WHAT TO PRODUCE:
Show each line below that contains the word "green", copying it in full.

######

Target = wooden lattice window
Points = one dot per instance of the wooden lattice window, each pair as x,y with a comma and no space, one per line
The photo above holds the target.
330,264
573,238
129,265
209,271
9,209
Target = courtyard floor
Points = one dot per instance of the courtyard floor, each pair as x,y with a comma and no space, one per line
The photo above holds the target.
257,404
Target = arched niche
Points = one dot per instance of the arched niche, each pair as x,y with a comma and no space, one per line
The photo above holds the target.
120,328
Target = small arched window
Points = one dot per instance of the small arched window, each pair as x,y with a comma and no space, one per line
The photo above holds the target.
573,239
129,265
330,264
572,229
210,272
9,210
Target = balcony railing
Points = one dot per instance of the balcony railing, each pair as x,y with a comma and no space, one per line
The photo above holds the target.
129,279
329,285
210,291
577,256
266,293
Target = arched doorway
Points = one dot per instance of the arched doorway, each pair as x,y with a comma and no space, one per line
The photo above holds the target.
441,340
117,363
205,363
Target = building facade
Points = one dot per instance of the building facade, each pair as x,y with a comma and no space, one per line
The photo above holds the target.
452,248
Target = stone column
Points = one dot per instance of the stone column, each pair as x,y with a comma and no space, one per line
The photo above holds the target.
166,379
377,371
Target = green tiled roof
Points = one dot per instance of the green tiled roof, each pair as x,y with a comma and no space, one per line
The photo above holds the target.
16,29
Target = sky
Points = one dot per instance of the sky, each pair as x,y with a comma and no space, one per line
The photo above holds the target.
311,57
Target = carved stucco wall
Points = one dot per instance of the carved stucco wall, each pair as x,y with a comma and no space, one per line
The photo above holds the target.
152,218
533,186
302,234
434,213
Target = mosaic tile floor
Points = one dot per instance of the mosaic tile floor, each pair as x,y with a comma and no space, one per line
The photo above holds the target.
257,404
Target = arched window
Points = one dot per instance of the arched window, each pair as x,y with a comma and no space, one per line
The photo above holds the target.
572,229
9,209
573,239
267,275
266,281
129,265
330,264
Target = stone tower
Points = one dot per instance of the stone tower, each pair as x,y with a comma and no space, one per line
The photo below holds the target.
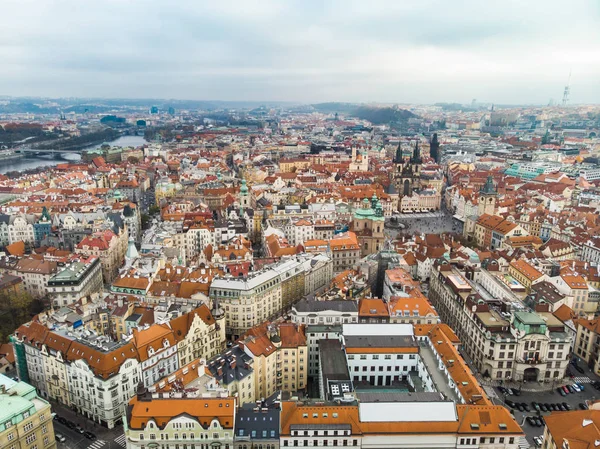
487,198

######

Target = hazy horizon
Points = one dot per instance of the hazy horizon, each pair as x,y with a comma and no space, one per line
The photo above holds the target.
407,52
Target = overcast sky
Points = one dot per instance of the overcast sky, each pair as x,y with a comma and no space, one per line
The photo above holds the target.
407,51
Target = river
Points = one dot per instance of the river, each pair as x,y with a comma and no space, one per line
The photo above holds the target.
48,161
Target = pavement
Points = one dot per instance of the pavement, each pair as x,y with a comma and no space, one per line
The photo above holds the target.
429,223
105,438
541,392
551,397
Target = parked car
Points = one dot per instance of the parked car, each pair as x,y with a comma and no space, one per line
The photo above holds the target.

######

OUTPUT BELOW:
Target = green tiled roof
Points = one dot per instance of the green tiled roof, each pair as x,y with a comma and no space, one per line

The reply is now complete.